■ **AIM OF THE TASK**
Pull out every line below that holds the word "woman".

■ **DATA SHOWN**
☆ ☆ ☆ ☆ ☆

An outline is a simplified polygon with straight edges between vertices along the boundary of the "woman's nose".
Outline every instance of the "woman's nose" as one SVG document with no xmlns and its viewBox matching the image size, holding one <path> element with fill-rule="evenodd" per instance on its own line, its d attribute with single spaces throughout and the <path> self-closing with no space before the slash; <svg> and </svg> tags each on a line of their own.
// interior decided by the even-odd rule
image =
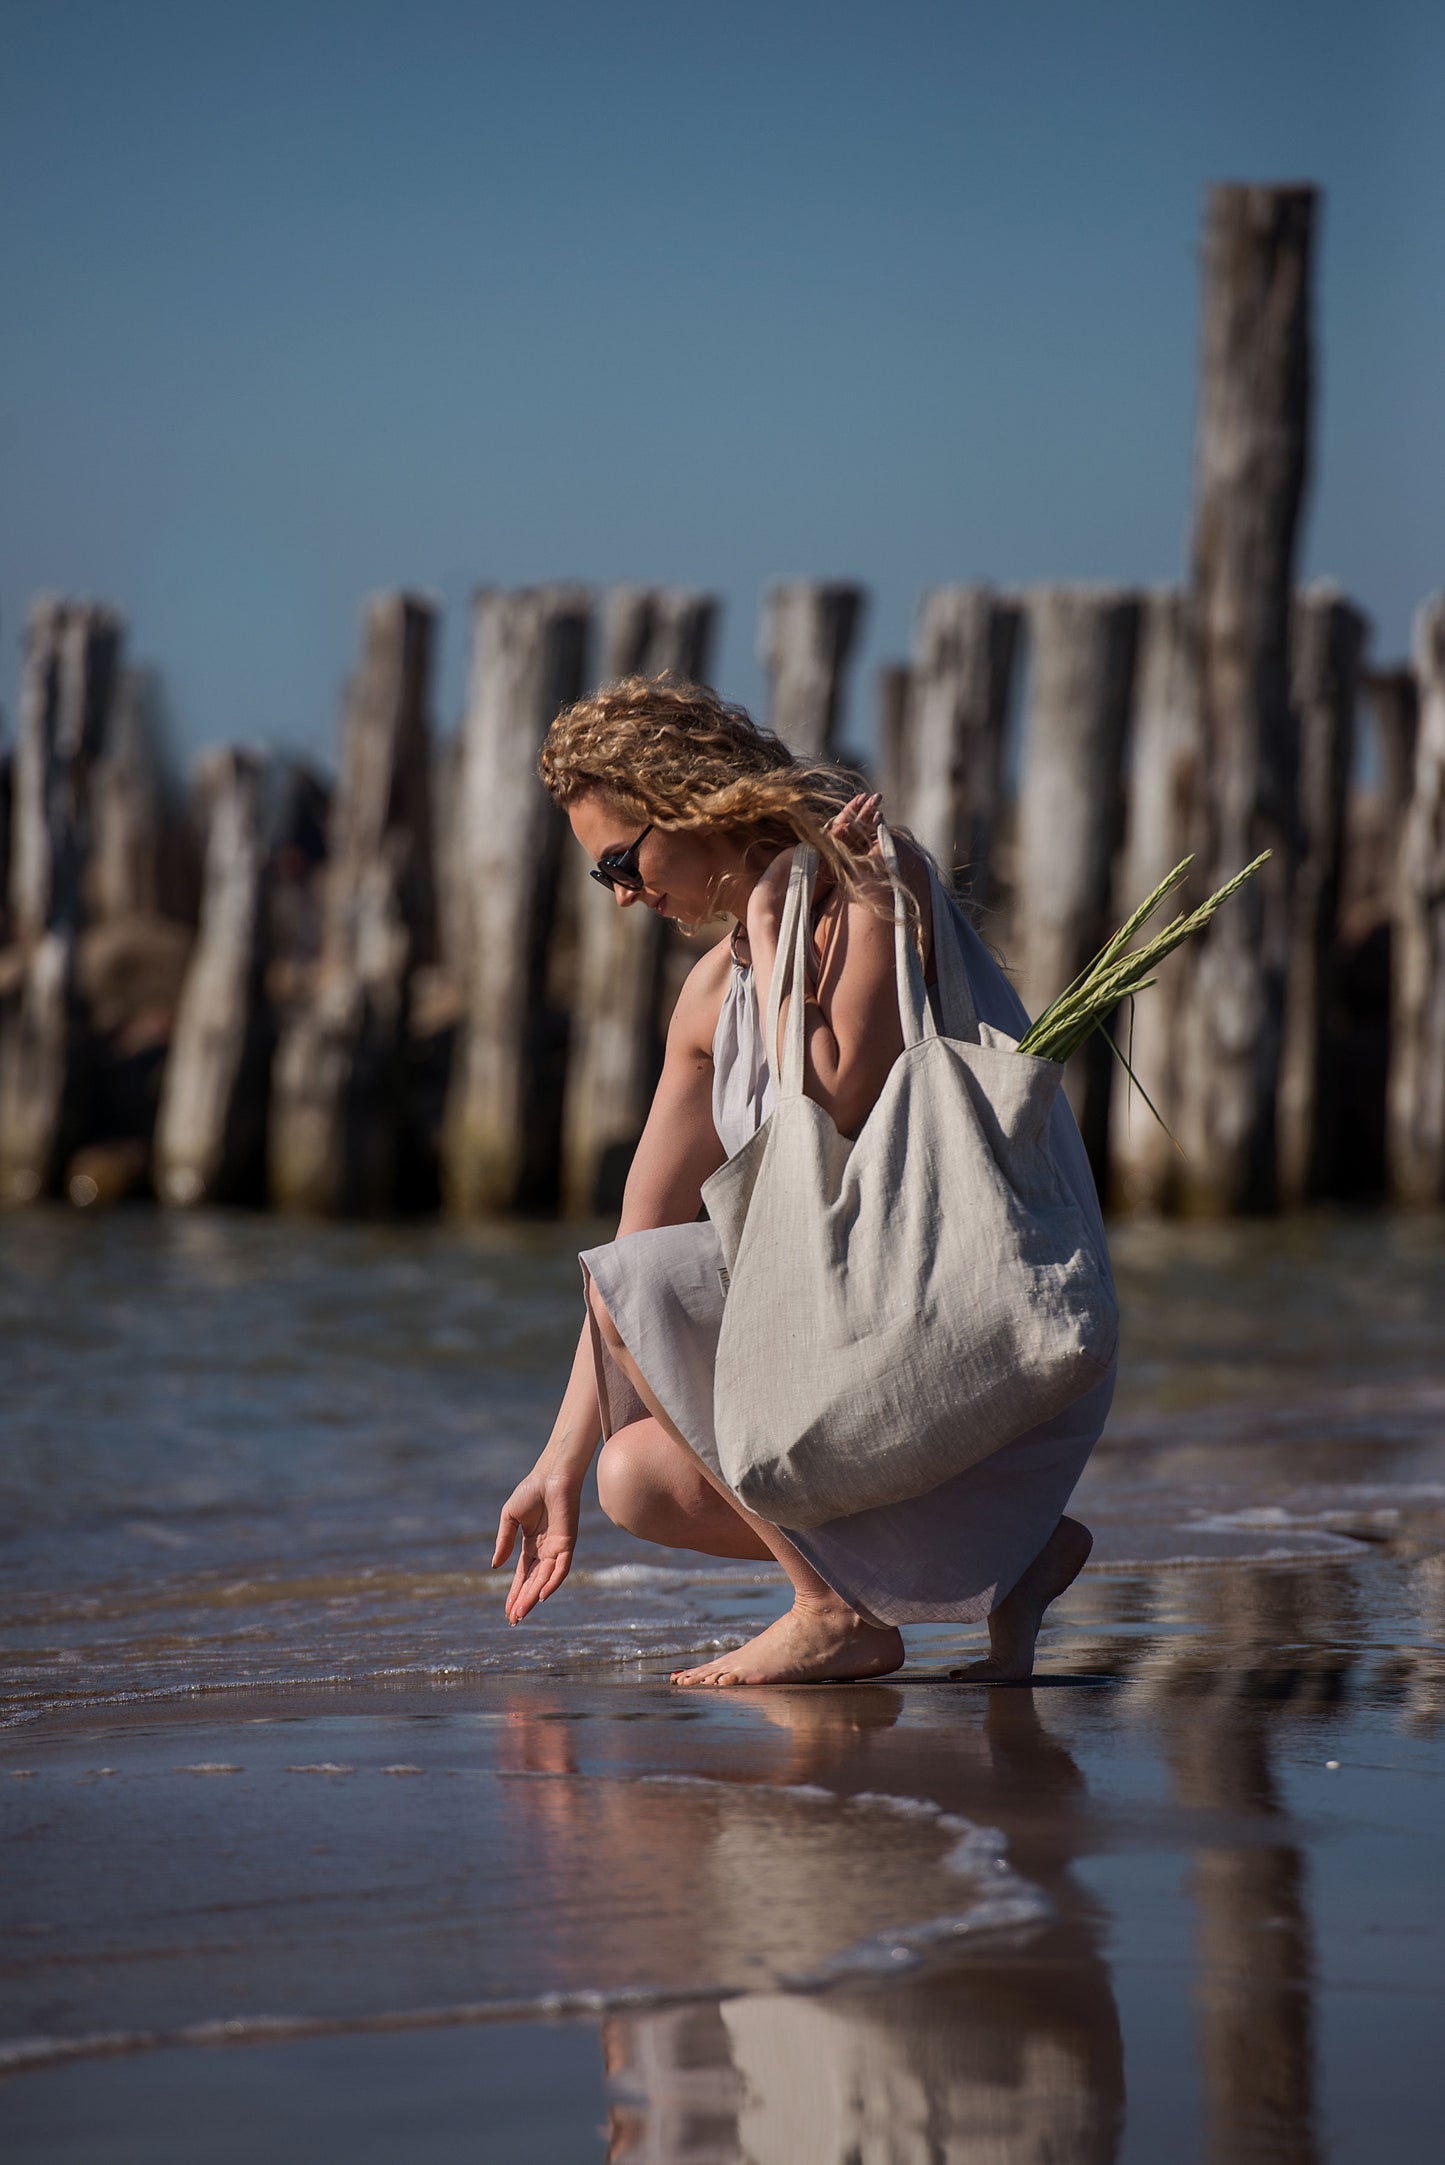
<svg viewBox="0 0 1445 2165">
<path fill-rule="evenodd" d="M 630 909 L 638 898 L 638 892 L 636 887 L 614 887 L 612 899 L 620 910 Z"/>
</svg>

☆ ☆ ☆ ☆ ☆

■ **TASK RESPONSE**
An outline is a simplified polygon with straight edges between vertices along the boundary of the "woman's nose".
Outline every instance of the "woman's nose" as one SVG document with no xmlns and its viewBox matching the image size, holding one <path> element with fill-rule="evenodd" per instance on its own line, its d attribute with single spaces throughout and the <path> self-closing with no space before the slash; <svg> and </svg> tags each on a line of their own.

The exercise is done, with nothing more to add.